- **YOUR GOAL**
Repeat the records below word for word, but start at the line that contains "Task: for the roadway count, mark the browned", stop after the last line, and include nothing else.

Point annotations for photos
★ ★ ★ ★ ★

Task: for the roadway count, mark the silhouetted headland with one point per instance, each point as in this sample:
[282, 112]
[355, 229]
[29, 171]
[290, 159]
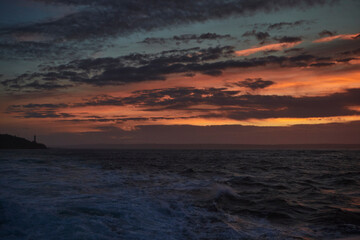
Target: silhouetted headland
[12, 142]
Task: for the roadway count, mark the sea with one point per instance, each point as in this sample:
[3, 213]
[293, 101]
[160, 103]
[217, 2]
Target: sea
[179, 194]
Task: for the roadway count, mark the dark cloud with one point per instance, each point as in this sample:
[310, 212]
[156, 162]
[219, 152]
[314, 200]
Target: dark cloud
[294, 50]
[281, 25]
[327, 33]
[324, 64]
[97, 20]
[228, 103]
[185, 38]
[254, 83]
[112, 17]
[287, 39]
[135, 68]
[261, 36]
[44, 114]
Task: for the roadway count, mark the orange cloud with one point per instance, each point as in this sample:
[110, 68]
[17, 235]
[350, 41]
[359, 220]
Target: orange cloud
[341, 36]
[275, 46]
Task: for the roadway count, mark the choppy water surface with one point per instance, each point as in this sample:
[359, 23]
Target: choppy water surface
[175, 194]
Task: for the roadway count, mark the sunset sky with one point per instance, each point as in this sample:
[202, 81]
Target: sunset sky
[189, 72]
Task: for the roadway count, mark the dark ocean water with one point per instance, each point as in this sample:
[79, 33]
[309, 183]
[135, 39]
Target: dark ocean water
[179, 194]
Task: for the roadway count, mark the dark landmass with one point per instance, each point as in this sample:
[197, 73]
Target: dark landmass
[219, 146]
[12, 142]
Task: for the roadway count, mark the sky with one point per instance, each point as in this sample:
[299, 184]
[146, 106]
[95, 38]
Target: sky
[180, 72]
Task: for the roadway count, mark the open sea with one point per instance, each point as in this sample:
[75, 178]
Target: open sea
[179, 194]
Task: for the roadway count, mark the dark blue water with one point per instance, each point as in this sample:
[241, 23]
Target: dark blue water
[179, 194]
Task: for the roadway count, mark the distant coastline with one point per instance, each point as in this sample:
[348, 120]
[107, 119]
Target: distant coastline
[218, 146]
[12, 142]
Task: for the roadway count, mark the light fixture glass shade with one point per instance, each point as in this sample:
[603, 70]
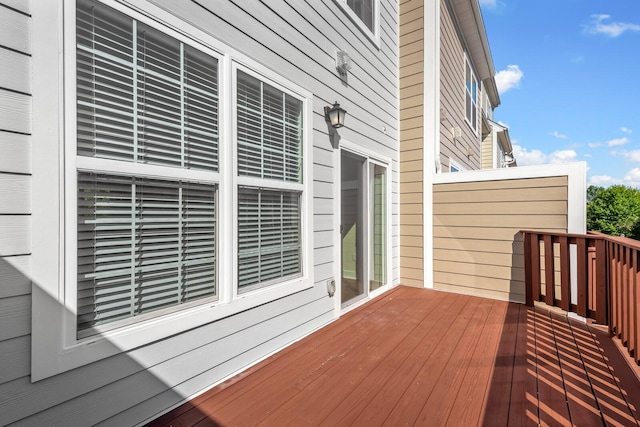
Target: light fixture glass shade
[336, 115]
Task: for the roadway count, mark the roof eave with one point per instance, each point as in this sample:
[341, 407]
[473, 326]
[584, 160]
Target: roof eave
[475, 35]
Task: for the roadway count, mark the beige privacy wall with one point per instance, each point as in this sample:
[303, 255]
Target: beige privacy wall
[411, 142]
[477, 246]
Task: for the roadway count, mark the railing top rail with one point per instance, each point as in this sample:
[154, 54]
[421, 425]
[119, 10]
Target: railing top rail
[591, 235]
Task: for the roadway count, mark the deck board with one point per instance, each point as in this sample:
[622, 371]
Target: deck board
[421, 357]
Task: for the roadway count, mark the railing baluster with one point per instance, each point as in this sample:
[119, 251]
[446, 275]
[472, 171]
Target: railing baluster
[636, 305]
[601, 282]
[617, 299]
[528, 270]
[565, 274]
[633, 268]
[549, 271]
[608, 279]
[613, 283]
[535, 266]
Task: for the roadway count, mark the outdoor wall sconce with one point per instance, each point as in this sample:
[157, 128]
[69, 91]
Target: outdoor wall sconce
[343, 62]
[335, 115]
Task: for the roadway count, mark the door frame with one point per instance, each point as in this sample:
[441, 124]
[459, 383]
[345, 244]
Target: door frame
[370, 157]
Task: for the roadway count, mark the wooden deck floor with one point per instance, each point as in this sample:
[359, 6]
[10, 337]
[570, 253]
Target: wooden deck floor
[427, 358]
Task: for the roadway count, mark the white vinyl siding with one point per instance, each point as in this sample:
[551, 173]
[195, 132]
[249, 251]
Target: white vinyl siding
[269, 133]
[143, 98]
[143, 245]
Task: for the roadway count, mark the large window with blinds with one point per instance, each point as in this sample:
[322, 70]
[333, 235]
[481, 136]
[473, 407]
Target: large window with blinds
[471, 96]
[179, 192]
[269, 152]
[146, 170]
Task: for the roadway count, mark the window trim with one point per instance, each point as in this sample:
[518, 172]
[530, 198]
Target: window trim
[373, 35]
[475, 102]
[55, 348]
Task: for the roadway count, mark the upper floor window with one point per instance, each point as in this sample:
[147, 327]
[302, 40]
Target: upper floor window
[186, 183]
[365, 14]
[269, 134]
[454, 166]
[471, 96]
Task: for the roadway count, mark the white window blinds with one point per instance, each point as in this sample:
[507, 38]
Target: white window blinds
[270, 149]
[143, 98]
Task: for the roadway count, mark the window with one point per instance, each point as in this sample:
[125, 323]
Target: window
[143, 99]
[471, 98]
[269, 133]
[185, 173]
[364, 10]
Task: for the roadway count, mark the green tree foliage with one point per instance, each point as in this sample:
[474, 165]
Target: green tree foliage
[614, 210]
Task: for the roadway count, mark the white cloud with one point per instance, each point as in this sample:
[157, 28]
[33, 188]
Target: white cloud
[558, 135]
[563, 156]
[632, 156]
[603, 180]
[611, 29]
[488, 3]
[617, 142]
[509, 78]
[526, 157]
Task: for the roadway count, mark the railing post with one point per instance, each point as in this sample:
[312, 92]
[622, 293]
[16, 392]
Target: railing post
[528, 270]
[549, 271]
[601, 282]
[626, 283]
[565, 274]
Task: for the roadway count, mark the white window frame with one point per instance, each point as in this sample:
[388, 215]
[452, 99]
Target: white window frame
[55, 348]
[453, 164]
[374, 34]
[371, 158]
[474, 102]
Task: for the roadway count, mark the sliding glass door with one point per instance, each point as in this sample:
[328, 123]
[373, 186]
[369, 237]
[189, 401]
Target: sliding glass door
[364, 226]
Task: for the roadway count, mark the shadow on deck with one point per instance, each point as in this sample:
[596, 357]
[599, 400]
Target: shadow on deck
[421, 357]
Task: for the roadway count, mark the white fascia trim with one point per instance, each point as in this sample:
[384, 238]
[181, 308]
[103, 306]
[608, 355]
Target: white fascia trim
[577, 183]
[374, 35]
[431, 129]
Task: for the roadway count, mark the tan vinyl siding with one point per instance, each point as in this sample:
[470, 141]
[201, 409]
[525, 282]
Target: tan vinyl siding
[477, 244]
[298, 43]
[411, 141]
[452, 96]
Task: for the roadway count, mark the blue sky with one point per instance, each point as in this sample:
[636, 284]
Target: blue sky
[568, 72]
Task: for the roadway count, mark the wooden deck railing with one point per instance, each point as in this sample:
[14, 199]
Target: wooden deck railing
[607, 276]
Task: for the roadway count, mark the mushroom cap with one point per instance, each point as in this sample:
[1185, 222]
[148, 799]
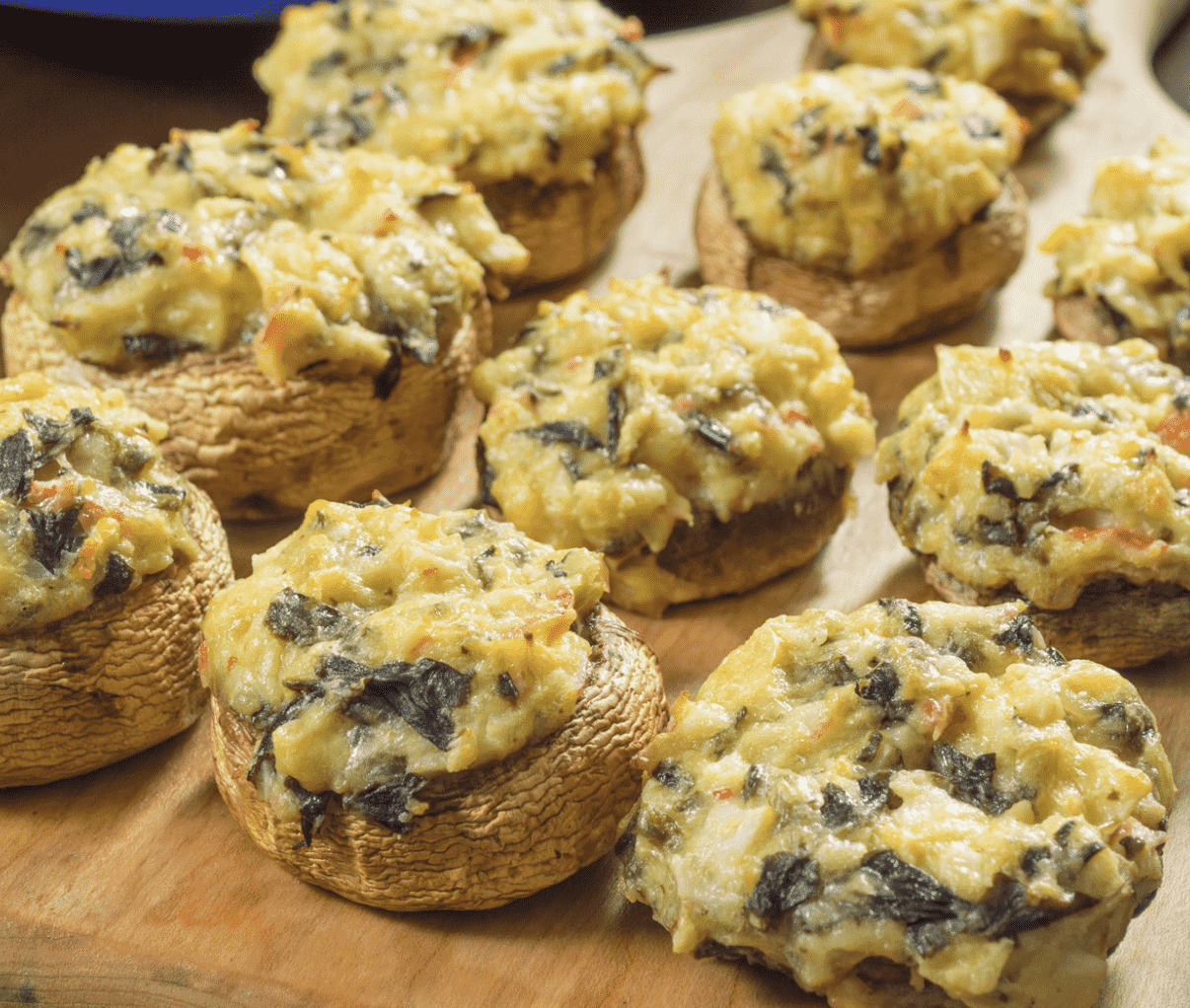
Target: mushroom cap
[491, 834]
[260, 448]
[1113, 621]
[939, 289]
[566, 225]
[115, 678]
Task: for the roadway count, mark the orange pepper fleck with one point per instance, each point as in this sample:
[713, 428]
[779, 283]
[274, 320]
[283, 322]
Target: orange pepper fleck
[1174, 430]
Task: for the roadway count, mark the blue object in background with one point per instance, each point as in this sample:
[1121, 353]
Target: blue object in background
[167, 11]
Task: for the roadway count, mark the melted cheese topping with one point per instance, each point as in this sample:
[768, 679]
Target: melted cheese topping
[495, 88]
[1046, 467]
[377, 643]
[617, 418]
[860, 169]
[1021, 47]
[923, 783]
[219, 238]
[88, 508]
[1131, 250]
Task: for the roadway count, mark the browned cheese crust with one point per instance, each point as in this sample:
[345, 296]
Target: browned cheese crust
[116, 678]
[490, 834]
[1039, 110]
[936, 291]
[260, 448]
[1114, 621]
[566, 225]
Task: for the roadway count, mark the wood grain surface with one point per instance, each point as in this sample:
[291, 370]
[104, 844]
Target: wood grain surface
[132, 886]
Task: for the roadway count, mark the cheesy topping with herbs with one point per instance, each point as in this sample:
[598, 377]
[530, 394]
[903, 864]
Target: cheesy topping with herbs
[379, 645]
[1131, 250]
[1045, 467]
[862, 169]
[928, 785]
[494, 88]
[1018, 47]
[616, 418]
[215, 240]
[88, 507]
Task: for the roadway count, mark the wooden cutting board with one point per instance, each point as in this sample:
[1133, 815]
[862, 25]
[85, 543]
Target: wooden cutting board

★ ★ ★ ★ ★

- **RESPONSE**
Task: for the roadway count, mark the browned cheese crust with one point per instance, each point as in this sample:
[345, 296]
Target: browned cheese crust
[116, 678]
[490, 834]
[1039, 110]
[936, 291]
[260, 448]
[1114, 621]
[566, 225]
Task: for the roadway count, mark the wood grain surface with one point per instance, each point as in this sample:
[291, 370]
[104, 844]
Target: wood grain surface
[132, 886]
Task: for the roadway count, mark the cheesy topping with herbs with one point per instance, each point as in this sample:
[598, 377]
[530, 394]
[903, 864]
Target: cheesy topping with herbs
[379, 645]
[1131, 250]
[1045, 467]
[862, 169]
[928, 785]
[494, 88]
[1018, 47]
[616, 418]
[215, 240]
[88, 507]
Task: for the roadway count, mark the wooden cutting board with one point per instance, each point as in this sample:
[1133, 815]
[862, 25]
[85, 543]
Target: wooden cutting board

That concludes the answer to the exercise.